*SELECTED PASSAGE*
Wednesday, September 14, 2011

I'm a Fabricoholic

Sometimes, when walking through the store, rubbing fabrics between my fingers, I feel the need to confess my addiction of fabrics to a room full of strangers with the same disease who simply won't judge me for it. When I see commercials for the TV show "Hoarders", I'm often reminded of my 'stash'. Although my collection is only one or two storage tubs, and nowhere near as bad as the people on that show, I feel guilty all the same.

I just can't help myself sometimes, you see. Some fabrics are just too beautiful, too luxurious, to allow to sit unpurchased on the racks. Yes, I may not have a project in mind for this particular piece, but on the day I do I can't guarantee that it will still be there, so I most certainly should buy it now.

Coupons are a dangerous thing in my hands. It gives me an excuse to buy one of my coveted prints or soft velvets at a discount so I don't feel so guilty about adding it to the stash. It just makes sense to me that I'll save money in the long run by buying it now, for a discount, than in the future when I really need it and will be forced to buy it at full price. After all, coupons expire. You have to use them while they're good or it's like throwing money away. Right?

And then I remember that night - that late night - I was working on a project that needed a little something extra; a velvet sash to tie around the waist. There were no stores open, but I did have my stash...

The creative muse had seized me, and there was no going to bed unless I wanted to lay there wide awake while the specter of that dress danced before my eyes, taunting me in its half-finished form. Creative projects are like brain viruses that you can only expel when you complete it, otherwise it will gnaw at your consciousness until you do.

So I dug into the stash, and sure enough, there was the perfect piece of velvet that I had purchased years ago that absolutely finished the dress. I was not only able to go to sleep peacefully, but I knew my random purchases of beautiful fabrics were completely justified in that moment.

Yes, I may be a fabricoholic, but that's not a bad thing. In fact, I consider it to be one of my more attractive qualities. And on nights when I need to dive into a storage tub or two for that beautiful piece I bought previously, it's actually a life saver.

*DATA UNDER STUDY*
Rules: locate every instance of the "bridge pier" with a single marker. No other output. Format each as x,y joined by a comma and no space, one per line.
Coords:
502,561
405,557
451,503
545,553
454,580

*TASKS TO COMPLETE*
**a.** Transcribe the part of the fabricoholic post starting at "So I dug into" and ending at "in that moment.".
**b.** Answer these questions from the fabricoholic post:
(i) Commercials for which TV show remind the writer of the stash?
(ii) How much storage does the writer say the collection fills?
(iii) On the late night, what did the project need from the stash?

*RESPONSES FOR EACH TASK*
**a.**
So I dug into the stash, and sure enough, there was the perfect piece of velvet that I had purchased years ago that absolutely finished the dress. I was not only able to go to sleep peacefully, but I knew my random purchases of beautiful fabrics were completely justified in that moment.

**b.**
(i) "Hoarders"
(ii) One or two storage tubs
(iii) A velvet sash to tie around the waist of the dress